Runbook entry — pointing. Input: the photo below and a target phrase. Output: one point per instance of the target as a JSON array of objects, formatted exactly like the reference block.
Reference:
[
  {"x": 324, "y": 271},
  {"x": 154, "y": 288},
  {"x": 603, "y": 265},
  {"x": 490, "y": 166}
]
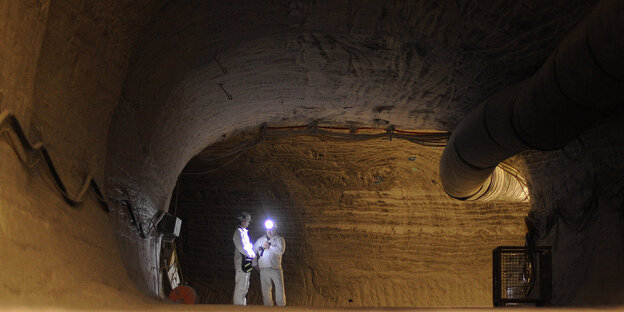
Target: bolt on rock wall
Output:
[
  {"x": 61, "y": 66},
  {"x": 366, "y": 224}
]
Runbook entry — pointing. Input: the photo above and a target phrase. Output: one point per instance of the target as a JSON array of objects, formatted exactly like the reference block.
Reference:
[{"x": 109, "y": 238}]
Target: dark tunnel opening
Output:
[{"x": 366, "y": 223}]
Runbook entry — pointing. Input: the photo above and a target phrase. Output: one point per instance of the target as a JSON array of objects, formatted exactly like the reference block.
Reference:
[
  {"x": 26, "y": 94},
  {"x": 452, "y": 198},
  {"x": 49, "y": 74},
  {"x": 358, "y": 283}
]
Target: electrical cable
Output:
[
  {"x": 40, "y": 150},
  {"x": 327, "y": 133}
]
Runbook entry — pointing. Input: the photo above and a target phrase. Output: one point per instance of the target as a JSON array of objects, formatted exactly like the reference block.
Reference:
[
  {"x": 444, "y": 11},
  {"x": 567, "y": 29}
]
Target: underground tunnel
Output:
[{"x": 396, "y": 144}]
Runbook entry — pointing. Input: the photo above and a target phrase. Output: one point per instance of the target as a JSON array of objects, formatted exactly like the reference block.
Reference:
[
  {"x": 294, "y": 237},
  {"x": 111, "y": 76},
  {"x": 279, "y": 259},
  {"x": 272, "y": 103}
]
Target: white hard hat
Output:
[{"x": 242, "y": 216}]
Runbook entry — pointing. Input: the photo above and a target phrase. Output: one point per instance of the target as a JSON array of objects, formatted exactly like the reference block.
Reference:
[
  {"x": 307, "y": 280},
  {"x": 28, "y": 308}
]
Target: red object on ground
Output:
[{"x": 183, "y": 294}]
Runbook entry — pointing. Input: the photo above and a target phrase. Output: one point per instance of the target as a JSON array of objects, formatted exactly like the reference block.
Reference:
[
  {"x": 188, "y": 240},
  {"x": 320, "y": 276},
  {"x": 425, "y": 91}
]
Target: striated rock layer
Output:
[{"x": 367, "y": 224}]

* * *

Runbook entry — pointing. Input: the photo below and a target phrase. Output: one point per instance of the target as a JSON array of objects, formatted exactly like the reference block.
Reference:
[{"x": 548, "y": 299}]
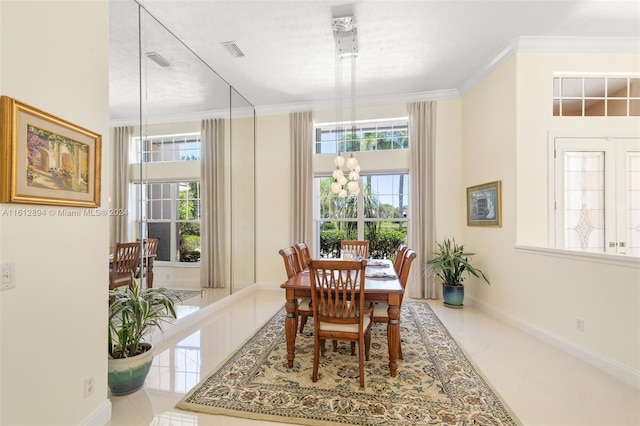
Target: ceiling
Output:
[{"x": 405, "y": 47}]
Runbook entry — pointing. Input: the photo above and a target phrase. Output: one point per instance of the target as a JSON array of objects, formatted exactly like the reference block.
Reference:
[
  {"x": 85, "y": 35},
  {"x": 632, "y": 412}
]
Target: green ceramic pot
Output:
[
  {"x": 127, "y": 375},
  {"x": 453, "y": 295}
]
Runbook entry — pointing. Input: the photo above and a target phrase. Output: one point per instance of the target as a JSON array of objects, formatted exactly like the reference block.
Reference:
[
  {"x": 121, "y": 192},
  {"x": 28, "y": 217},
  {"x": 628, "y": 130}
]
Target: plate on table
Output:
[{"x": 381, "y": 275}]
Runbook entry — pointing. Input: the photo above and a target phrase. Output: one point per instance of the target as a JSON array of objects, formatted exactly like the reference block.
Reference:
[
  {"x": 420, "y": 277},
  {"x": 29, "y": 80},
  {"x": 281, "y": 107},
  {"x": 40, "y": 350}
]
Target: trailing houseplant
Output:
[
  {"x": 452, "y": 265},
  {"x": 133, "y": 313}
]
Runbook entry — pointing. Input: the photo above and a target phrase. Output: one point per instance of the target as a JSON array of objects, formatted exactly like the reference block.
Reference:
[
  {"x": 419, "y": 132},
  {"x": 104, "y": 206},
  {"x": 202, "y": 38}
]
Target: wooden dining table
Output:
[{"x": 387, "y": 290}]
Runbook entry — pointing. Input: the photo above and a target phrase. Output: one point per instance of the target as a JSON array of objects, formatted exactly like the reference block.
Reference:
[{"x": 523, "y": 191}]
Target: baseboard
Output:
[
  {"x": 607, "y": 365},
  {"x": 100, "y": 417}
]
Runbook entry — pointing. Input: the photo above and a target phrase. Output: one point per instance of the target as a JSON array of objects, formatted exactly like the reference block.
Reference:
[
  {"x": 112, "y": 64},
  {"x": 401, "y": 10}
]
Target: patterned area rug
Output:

EXERCISE TASK — Can you gather every line from the items above that contains the word "tunnel" and copy each one out in full?

ANSWER TO THIS PROBLEM —
Target: dark tunnel opening
Target: underground tunnel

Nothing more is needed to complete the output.